__Opgave__:
Geef voor elk van de uitspraken (a), (b) en (c) aan of deze overeenstemt met de leestekst hieronder, met ja of nee. Citeer daarbij letterlijk de woorden uit de leestekst die de doorslag geven.
(a) Het onderzoek ter zitting vond plaats op 8 maart 2017.
(b) Appellante is niet ter zitting verschenen.
(c) Het bezwaar van appellante werd bij besluit van 29 mei 2015 gegrond verklaard.

__Leestekst__:
************
Het Uwv heeft een verweerschrift ingediend.
Het onderzoek ter zitting heeft plaatsgevonden op 8 maart 2017. De zaak is gevoegd behandeld met de zaken 15/4414 WIA, 15/6041 WIA, 16/363 WIA, 16/5962 WIA en 16/8095 WIA. Appellante is verschenen. Het Uwv heeft zich laten vertegenwoordigen door
A.H.G. Boelen. Na de sluiting van het onderzoek ter zitting zijn de gevoegde zaken gesplitst.

OVERWEGINGEN

1. De Raad gaat uit van de volgende feiten en omstandigheden.
1.1.
Bij besluit van 20 januari 2015 heeft het Uwv de uitbetaling van de aan appellante toegekende uitkering op grond van de Wet werk en inkomen naar arbeidsvermogen (Wet WIA) per 1 februari 2015 stopgezet.
1.2.
Het door appellante tegen dit besluit ingestelde bezwaar is bij besluit van 29 mei 2015 (bestreden besluit) ongegrond verklaard.
1.3.
Hangende het door appellante tegen het bestreden besluit ingestelde beroep heeft het Uwv bij nader besluit van 23 november 2015 de betaling van de Wet WIA uitkering hervat en vastgesteld dat recht is op een nabetaling over de periode van 1 februari 2015 tot en met
30 november 2015.
************
__Uittreksel dataset__:

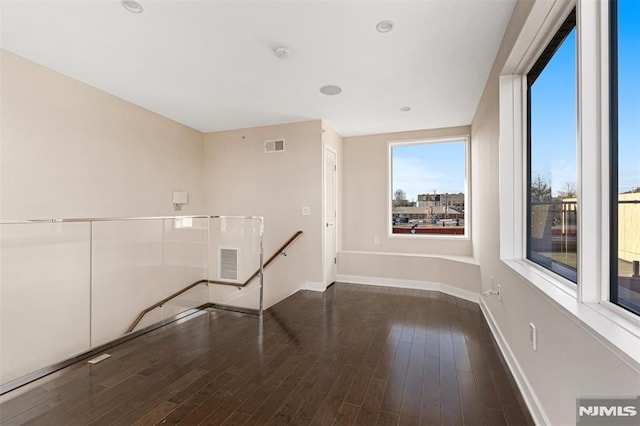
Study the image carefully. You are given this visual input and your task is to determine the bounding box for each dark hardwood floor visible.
************
__Oplossing__:
(a) Ja: "Het onderzoek ter zitting heeft plaatsgevonden op 8 maart 2017."
(b) Nee: "Appellante is verschenen."
(c) Nee: "Het door appellante tegen dit besluit ingestelde bezwaar is bij besluit van 29 mei 2015 (bestreden besluit) ongegrond verklaard."